Labeled-object pointing entries:
** Begin **
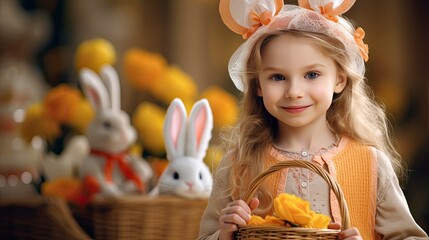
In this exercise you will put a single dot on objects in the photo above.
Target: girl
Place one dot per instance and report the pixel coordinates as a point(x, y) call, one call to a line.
point(302, 74)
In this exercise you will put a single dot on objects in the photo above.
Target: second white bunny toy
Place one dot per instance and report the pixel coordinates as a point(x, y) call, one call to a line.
point(186, 142)
point(110, 169)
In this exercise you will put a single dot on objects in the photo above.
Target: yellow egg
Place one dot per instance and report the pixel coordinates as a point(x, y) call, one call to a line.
point(95, 53)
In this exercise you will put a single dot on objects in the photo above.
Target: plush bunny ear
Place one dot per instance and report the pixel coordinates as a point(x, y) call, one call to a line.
point(174, 129)
point(327, 7)
point(94, 89)
point(111, 79)
point(199, 129)
point(244, 17)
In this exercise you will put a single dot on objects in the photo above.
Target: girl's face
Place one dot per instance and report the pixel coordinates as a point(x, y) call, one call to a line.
point(297, 82)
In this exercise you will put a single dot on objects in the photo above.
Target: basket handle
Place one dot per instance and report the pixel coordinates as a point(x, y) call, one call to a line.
point(345, 218)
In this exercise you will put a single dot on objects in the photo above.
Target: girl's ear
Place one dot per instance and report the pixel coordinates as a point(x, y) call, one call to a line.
point(341, 83)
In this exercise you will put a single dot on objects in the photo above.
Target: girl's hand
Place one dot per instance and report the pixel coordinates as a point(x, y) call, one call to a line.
point(348, 234)
point(234, 214)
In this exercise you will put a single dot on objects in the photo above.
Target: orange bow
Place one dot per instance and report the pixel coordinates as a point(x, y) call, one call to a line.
point(327, 10)
point(126, 169)
point(257, 21)
point(363, 48)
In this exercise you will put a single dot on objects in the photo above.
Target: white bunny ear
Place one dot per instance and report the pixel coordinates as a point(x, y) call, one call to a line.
point(111, 79)
point(175, 129)
point(199, 129)
point(94, 89)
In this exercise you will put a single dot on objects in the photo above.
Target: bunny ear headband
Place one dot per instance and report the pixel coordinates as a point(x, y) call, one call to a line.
point(253, 18)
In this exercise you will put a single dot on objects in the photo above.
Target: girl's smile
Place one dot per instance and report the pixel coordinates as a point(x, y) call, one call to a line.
point(297, 82)
point(296, 109)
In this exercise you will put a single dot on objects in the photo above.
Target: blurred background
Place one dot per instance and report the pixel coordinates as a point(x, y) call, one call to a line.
point(39, 39)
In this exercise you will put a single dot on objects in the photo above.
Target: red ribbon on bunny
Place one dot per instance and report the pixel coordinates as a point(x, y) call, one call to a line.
point(126, 169)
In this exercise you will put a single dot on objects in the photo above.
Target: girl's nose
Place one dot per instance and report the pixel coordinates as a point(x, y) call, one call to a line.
point(294, 89)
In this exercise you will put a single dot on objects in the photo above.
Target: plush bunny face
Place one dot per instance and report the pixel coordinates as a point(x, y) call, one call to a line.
point(186, 142)
point(186, 179)
point(110, 135)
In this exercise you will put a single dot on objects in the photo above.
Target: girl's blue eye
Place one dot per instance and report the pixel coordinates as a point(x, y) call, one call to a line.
point(278, 77)
point(311, 75)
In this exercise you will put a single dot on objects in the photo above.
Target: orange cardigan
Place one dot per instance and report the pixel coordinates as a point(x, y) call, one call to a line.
point(354, 166)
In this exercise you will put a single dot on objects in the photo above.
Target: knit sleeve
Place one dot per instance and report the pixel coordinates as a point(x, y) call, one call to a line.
point(393, 218)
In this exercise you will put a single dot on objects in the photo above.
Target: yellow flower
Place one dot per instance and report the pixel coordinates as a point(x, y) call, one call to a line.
point(296, 210)
point(273, 221)
point(143, 69)
point(256, 220)
point(223, 104)
point(82, 117)
point(36, 123)
point(268, 221)
point(95, 53)
point(213, 156)
point(175, 83)
point(148, 120)
point(292, 208)
point(319, 221)
point(61, 102)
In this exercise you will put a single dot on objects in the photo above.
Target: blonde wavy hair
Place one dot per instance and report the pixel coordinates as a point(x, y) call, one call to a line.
point(354, 113)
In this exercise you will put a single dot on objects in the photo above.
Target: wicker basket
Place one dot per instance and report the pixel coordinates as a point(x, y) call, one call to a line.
point(142, 217)
point(274, 232)
point(38, 218)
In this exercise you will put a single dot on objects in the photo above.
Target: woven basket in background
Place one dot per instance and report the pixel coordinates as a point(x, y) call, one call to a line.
point(278, 232)
point(38, 218)
point(142, 217)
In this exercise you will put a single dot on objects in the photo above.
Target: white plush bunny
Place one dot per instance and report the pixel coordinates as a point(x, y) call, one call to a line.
point(186, 142)
point(109, 166)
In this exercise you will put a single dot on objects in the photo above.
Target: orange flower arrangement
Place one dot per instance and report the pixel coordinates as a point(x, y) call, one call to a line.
point(62, 112)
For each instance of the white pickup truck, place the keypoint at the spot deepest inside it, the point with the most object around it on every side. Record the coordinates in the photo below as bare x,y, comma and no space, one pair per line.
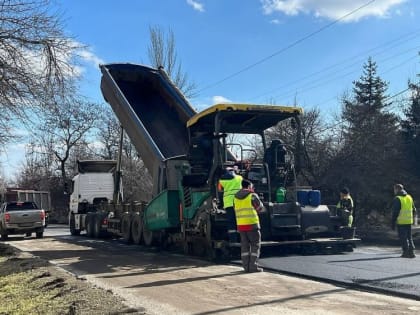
** End **
* _Problem statement_
Which lines of the records above contain the word "girl"? Copy each of those lines in full.

* _Written solution_
Target: girl
Target: girl's face
Target: girl's ear
Target: girl's hand
Target: girl's smile
Target: girl's nose
Target: girl's blue eye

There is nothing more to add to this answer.